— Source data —
***

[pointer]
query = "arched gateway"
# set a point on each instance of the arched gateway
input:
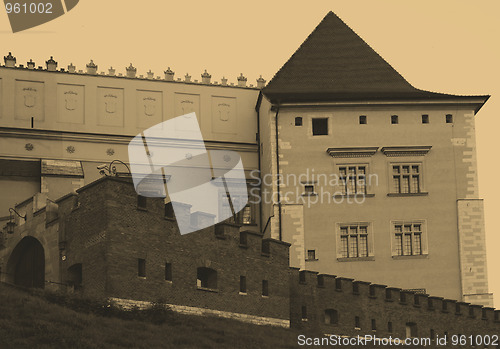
(26, 266)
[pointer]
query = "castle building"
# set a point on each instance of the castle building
(364, 175)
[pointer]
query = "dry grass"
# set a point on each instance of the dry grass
(29, 320)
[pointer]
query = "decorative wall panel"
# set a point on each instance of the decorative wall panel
(29, 100)
(71, 103)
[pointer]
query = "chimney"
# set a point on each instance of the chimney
(242, 81)
(169, 74)
(51, 64)
(91, 68)
(51, 211)
(261, 82)
(131, 71)
(205, 78)
(31, 64)
(10, 60)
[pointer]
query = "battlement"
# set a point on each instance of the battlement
(131, 73)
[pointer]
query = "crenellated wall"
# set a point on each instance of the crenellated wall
(378, 305)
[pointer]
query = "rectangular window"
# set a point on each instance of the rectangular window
(246, 216)
(308, 189)
(265, 288)
(243, 284)
(141, 202)
(320, 126)
(353, 241)
(141, 267)
(353, 179)
(311, 255)
(169, 211)
(168, 271)
(406, 178)
(408, 239)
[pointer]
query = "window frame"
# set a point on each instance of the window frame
(369, 244)
(424, 248)
(421, 175)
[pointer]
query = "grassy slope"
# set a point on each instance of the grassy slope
(30, 321)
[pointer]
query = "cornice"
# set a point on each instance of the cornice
(352, 152)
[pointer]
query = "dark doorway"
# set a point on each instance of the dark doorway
(26, 266)
(75, 276)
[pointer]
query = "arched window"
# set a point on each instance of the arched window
(75, 276)
(331, 317)
(206, 278)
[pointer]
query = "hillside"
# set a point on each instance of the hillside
(29, 320)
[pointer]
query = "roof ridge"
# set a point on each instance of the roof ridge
(334, 63)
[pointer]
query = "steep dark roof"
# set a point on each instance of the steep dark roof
(335, 64)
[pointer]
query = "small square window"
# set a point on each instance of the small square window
(266, 248)
(338, 284)
(265, 288)
(141, 267)
(321, 281)
(320, 127)
(141, 202)
(355, 288)
(168, 271)
(169, 211)
(243, 238)
(311, 255)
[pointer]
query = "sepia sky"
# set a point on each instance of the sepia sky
(449, 46)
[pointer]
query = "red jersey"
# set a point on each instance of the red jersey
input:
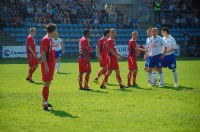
(111, 45)
(30, 42)
(84, 45)
(131, 48)
(102, 44)
(48, 47)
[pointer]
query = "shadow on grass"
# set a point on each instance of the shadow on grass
(124, 90)
(95, 91)
(38, 83)
(61, 113)
(179, 88)
(63, 73)
(112, 84)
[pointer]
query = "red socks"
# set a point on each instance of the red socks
(134, 78)
(102, 72)
(80, 79)
(45, 94)
(129, 78)
(105, 80)
(87, 76)
(119, 79)
(30, 72)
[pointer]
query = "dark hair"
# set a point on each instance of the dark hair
(165, 29)
(86, 31)
(51, 27)
(106, 31)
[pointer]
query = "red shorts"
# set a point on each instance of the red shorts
(103, 62)
(31, 60)
(83, 67)
(132, 64)
(48, 77)
(112, 63)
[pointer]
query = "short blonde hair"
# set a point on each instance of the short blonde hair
(150, 29)
(112, 29)
(32, 29)
(154, 28)
(134, 32)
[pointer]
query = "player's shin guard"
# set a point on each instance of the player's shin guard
(56, 66)
(134, 78)
(87, 76)
(151, 79)
(129, 78)
(161, 78)
(175, 75)
(45, 95)
(119, 80)
(105, 79)
(80, 80)
(99, 74)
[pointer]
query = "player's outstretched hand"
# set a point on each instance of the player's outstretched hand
(100, 57)
(145, 58)
(86, 60)
(119, 57)
(47, 70)
(34, 56)
(162, 56)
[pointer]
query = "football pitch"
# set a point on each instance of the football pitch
(112, 109)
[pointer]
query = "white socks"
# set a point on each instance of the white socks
(58, 66)
(175, 75)
(161, 78)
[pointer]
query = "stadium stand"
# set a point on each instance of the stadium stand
(73, 17)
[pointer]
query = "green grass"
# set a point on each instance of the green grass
(159, 109)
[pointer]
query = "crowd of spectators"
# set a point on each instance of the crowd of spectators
(126, 23)
(175, 13)
(58, 11)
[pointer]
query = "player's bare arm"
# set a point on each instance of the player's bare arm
(170, 50)
(62, 45)
(44, 60)
(31, 50)
(118, 56)
(99, 54)
(164, 52)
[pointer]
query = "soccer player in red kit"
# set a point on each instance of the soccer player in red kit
(112, 60)
(48, 62)
(84, 60)
(132, 64)
(102, 51)
(31, 54)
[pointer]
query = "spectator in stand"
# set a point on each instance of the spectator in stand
(56, 18)
(184, 7)
(18, 22)
(30, 11)
(91, 23)
(66, 18)
(96, 22)
(178, 22)
(120, 23)
(2, 23)
(196, 22)
(86, 24)
(183, 23)
(47, 18)
(13, 22)
(171, 7)
(134, 23)
(163, 22)
(127, 23)
(157, 8)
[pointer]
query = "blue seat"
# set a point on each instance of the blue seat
(18, 39)
(6, 29)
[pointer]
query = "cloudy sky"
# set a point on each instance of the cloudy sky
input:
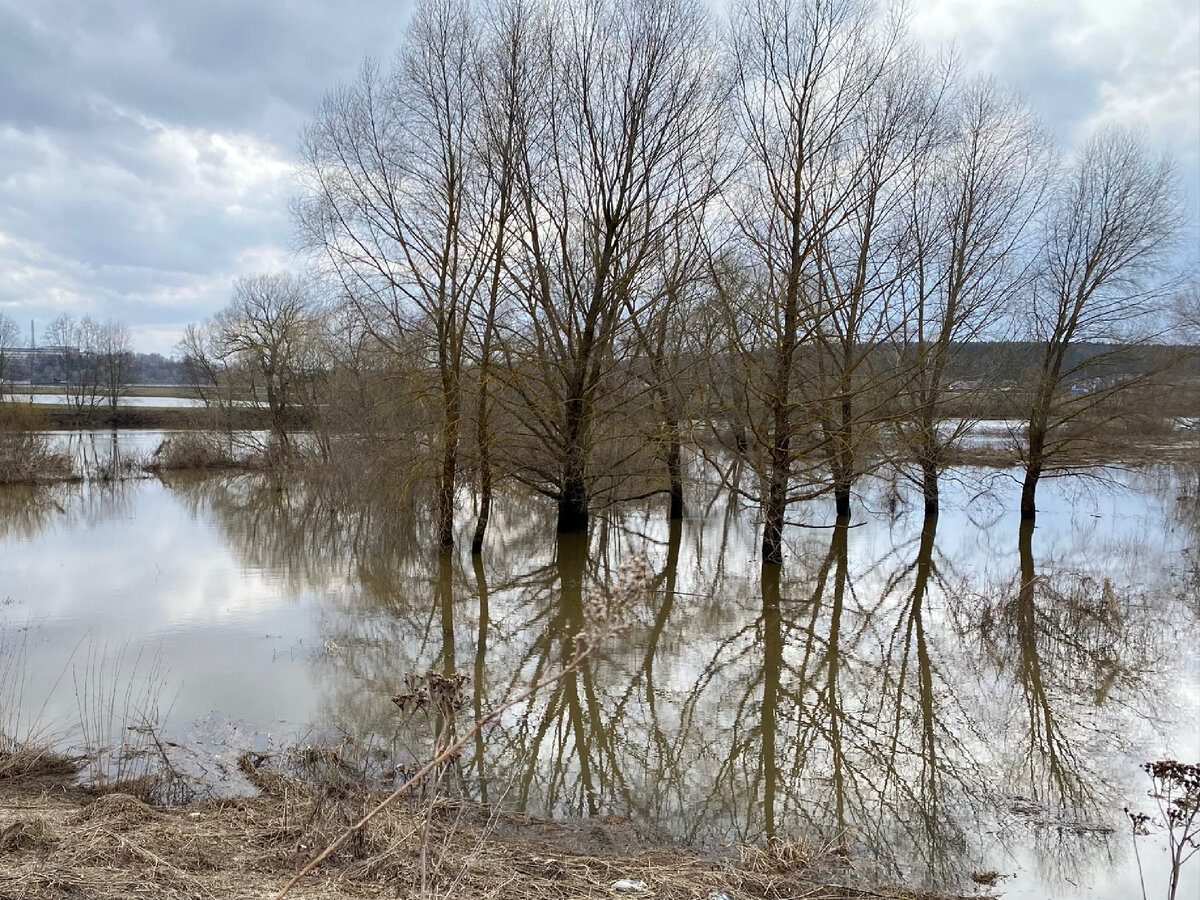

***

— WRITTEN INSTRUCTION —
Gather every line in the listing above that contains the string "hillside", treating uppercase and lowercase as distinct. Copy each matching line in full.

— FINAL RESULT —
query = "hillside"
# set a point on each instance of the hillside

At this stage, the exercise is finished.